╭─ Extract provided

# Drawings/Plans



## mjwon6 (Apr 21, 2009)

I am looking to build the Pagosa Combine and Silver Vista in F-scale but I am having a hard time finding drawings/plans. Does anyone know of a source for these other than the John Maxwell collection?


Thank you,
Matt


----------



## afinegan (Jan 2, 2008)

Rode the silver vista in durango last july, would LOVE to see this car produced or scratchbuilt!


----------



## steam5 (Jun 22, 2008)

Rio Grande models UK make a kit to make the Pagosa Combine.

http://sites.google.com/site/rio...ombine

I haven been tempted by this kit a couple of times but I do not no much about the prototype. What was it used for? End of passenger trains or a caboose?

Thanks
Alan


----------



## mjwon6 (Apr 21, 2009)

I have found very limited information about this car other than it still runs on the Durango and Silverton as combine 212. I actually do have the Rio Grande Models UK kit but was looking to add finer details that are not included in the kit.


----------



## Dr Rivet (Jan 5, 2008)

Andrew 

The ORIGINAL Silver Vista was destroyed in a shop fire [in Denver circa 1950 IIIRC] and never rebuilt. The D&S car is a replica. Someone [Theo Berlyn maybe?] was taking reservations to produce a limited run of Fn3 models in brass, but the project died because of lack of commitment from ALL the folks who claimed they would buy one. Probably sticker shock over a limited production model. Price was probably close to $1000; not unrealistic for a production run of probably 25 or 30 cars.


----------



## Gary Armitstead (Jan 2, 2008)

Matt, 

Pick-up this book from the Colorado Railroad Museum in Golden: "Rio Grande Narrow Gauge Varnish", Colorado Rail Annual No. 25. by Herbert Danneman. See pages 110 through 116. Great history related to the 1st #212 AND 2nd #212 and #215, the Pagosa Springs combine. I have RG models UK kit to build the 2nd #212, as it appeared in about 1947-1950. Still in Pullman Green.


----------



## mjwon6 (Apr 21, 2009)

Thank you everyone for the replies. I was able to pick-up the Colorado Narrow Gauge Annual No.25.


----------

╰─

Work to do:
1: What does the forum thread say happened to the original Silver Vista?
2: Quote the forum thread word for word, starting at "I have found" and ending at "or 30 cars.".

╭─ Raw data

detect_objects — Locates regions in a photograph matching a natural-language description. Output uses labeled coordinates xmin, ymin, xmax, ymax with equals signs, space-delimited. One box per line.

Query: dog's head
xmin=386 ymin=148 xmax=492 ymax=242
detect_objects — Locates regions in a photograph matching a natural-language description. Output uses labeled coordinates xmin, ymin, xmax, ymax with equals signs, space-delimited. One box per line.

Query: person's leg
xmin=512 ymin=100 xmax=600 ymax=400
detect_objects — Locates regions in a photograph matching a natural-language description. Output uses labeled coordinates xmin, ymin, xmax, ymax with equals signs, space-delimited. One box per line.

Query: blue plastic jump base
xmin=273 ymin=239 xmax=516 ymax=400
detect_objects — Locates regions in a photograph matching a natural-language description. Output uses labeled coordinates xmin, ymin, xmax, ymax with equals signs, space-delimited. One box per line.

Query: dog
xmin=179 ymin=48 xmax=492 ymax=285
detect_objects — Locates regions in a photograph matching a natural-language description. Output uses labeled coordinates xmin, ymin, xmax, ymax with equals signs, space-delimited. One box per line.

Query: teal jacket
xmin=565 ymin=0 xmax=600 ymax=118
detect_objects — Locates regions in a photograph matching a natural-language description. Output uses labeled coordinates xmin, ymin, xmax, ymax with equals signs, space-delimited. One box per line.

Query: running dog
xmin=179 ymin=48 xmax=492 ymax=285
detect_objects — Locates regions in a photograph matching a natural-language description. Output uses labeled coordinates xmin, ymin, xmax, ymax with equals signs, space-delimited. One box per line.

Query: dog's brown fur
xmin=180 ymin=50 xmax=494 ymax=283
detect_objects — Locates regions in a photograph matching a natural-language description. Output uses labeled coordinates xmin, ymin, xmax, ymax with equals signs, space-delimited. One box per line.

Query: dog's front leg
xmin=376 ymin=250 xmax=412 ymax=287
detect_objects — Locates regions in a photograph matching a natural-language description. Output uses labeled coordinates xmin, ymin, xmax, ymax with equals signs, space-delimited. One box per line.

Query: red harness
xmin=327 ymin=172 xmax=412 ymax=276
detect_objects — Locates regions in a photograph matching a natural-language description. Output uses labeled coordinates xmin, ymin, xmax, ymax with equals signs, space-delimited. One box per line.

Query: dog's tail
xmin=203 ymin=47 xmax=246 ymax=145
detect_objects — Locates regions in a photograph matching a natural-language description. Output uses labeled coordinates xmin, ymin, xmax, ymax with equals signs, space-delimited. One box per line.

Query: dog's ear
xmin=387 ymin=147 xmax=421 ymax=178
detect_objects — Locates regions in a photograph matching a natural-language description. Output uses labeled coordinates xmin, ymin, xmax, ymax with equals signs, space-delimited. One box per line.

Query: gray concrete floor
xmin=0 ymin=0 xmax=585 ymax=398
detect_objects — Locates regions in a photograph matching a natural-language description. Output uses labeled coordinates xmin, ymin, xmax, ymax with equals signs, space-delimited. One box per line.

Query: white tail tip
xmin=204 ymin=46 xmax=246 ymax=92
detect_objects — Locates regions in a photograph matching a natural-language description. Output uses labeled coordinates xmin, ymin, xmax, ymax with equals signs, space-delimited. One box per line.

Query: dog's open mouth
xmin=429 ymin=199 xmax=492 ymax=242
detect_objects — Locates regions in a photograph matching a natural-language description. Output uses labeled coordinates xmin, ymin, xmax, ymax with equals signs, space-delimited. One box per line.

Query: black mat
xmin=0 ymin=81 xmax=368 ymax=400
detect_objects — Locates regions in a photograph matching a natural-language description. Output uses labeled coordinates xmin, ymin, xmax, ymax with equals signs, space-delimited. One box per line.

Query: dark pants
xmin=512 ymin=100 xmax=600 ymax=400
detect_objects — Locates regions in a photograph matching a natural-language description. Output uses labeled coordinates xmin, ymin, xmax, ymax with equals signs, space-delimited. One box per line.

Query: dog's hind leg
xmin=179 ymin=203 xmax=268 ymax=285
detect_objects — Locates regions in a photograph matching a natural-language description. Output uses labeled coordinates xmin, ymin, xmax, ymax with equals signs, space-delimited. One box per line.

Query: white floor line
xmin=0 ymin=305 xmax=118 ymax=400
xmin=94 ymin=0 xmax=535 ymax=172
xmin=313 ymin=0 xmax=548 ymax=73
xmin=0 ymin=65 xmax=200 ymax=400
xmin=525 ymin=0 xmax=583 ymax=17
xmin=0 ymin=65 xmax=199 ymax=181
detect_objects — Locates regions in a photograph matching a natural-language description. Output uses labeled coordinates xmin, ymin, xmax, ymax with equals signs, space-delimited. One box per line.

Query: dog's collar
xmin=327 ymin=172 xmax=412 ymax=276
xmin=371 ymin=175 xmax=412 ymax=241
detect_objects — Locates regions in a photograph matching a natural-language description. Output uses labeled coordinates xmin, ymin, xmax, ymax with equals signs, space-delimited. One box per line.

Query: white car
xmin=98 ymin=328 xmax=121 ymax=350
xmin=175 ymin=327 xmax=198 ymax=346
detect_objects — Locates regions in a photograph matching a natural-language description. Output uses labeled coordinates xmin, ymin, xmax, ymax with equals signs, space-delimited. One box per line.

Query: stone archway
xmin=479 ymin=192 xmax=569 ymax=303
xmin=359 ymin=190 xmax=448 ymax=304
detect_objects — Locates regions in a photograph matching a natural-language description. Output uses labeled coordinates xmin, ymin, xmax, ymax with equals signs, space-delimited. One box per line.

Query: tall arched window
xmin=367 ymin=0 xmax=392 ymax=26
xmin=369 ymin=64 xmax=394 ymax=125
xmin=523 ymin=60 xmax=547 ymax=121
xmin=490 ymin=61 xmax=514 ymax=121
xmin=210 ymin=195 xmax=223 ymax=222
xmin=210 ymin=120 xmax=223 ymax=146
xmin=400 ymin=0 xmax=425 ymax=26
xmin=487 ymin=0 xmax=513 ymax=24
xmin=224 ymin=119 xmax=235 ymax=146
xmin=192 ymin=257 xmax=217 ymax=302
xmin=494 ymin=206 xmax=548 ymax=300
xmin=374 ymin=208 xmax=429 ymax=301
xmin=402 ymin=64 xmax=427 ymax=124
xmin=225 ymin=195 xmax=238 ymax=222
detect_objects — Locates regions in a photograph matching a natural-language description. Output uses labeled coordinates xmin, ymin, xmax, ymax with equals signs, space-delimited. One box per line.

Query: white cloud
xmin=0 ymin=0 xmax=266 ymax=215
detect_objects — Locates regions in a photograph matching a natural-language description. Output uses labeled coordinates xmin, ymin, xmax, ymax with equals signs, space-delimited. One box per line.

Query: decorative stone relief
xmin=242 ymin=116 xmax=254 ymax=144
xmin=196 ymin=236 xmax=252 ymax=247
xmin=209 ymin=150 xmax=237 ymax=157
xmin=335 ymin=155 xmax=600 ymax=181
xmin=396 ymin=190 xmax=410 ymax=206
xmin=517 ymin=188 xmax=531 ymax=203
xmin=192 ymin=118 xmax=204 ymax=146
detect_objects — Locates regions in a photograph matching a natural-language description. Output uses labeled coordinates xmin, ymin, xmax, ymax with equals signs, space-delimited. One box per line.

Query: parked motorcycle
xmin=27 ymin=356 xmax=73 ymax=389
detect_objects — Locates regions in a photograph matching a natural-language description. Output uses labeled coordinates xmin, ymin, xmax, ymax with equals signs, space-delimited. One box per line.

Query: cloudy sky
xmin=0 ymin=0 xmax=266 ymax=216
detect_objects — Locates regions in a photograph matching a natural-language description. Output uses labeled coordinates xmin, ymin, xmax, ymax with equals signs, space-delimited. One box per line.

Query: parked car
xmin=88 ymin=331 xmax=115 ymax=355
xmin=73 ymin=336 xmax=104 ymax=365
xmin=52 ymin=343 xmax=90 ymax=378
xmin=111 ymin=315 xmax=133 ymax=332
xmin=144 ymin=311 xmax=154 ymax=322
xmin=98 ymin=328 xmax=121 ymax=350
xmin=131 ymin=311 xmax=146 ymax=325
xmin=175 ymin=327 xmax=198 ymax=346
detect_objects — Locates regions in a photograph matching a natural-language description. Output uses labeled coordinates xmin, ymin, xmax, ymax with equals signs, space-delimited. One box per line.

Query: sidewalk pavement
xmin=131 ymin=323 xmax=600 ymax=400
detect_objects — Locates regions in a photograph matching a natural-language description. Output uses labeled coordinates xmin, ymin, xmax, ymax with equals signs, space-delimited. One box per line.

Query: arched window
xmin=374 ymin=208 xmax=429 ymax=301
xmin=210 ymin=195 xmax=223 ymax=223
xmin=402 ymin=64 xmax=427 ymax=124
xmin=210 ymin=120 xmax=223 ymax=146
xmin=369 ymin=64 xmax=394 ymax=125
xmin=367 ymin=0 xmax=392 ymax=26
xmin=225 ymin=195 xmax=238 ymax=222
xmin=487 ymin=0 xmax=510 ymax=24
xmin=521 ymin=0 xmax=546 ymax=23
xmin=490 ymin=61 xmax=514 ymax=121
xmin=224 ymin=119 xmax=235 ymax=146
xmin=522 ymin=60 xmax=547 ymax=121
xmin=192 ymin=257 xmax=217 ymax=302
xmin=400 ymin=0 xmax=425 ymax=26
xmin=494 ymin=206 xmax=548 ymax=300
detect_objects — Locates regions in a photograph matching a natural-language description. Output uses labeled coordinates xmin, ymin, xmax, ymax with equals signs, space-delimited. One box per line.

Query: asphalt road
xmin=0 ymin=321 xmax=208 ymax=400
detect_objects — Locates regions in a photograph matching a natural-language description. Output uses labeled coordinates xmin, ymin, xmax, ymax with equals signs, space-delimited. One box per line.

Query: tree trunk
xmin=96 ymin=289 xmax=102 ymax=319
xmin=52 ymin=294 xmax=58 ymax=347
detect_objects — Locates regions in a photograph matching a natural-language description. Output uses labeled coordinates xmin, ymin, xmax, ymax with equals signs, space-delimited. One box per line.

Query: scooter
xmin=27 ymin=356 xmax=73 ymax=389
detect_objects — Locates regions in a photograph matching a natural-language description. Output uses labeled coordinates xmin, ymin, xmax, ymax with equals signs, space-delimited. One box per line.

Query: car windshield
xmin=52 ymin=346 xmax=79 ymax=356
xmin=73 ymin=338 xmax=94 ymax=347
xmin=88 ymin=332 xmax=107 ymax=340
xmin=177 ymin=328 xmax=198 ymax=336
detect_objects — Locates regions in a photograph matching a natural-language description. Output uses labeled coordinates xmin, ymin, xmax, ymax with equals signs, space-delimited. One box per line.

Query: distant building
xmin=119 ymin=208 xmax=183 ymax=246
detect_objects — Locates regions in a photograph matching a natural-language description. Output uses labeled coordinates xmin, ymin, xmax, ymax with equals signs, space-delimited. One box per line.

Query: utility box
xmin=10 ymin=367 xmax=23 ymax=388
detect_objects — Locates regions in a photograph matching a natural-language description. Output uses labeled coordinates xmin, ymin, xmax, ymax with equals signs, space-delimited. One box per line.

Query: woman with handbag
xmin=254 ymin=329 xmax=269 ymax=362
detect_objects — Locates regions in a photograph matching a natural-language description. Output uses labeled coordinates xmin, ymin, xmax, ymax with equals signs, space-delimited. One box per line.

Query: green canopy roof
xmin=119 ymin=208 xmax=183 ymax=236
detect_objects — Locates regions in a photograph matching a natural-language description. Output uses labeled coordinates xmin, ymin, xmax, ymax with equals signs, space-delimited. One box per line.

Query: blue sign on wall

╰─

List of solutions:
1: It was destroyed in a shop fire and never rebuilt.

2:
I have found very limited information about this car other than it still runs on the Durango and Silverton as combine 212. I actually do have the Rio Grande Models UK kit but was looking to add finer details that are not included in the kit.


----------



## Dr Rivet (Jan 5, 2008)

Andrew 

The ORIGINAL Silver Vista was destroyed in a shop fire [in Denver circa 1950 IIIRC] and never rebuilt. The D&S car is a replica. Someone [Theo Berlyn maybe?] was taking reservations to produce a limited run of Fn3 models in brass, but the project died because of lack of commitment from ALL the folks who claimed they would buy one. Probably sticker shock over a limited production model. Price was probably close to $1000; not unrealistic for a production run of probably 25 or 30 cars.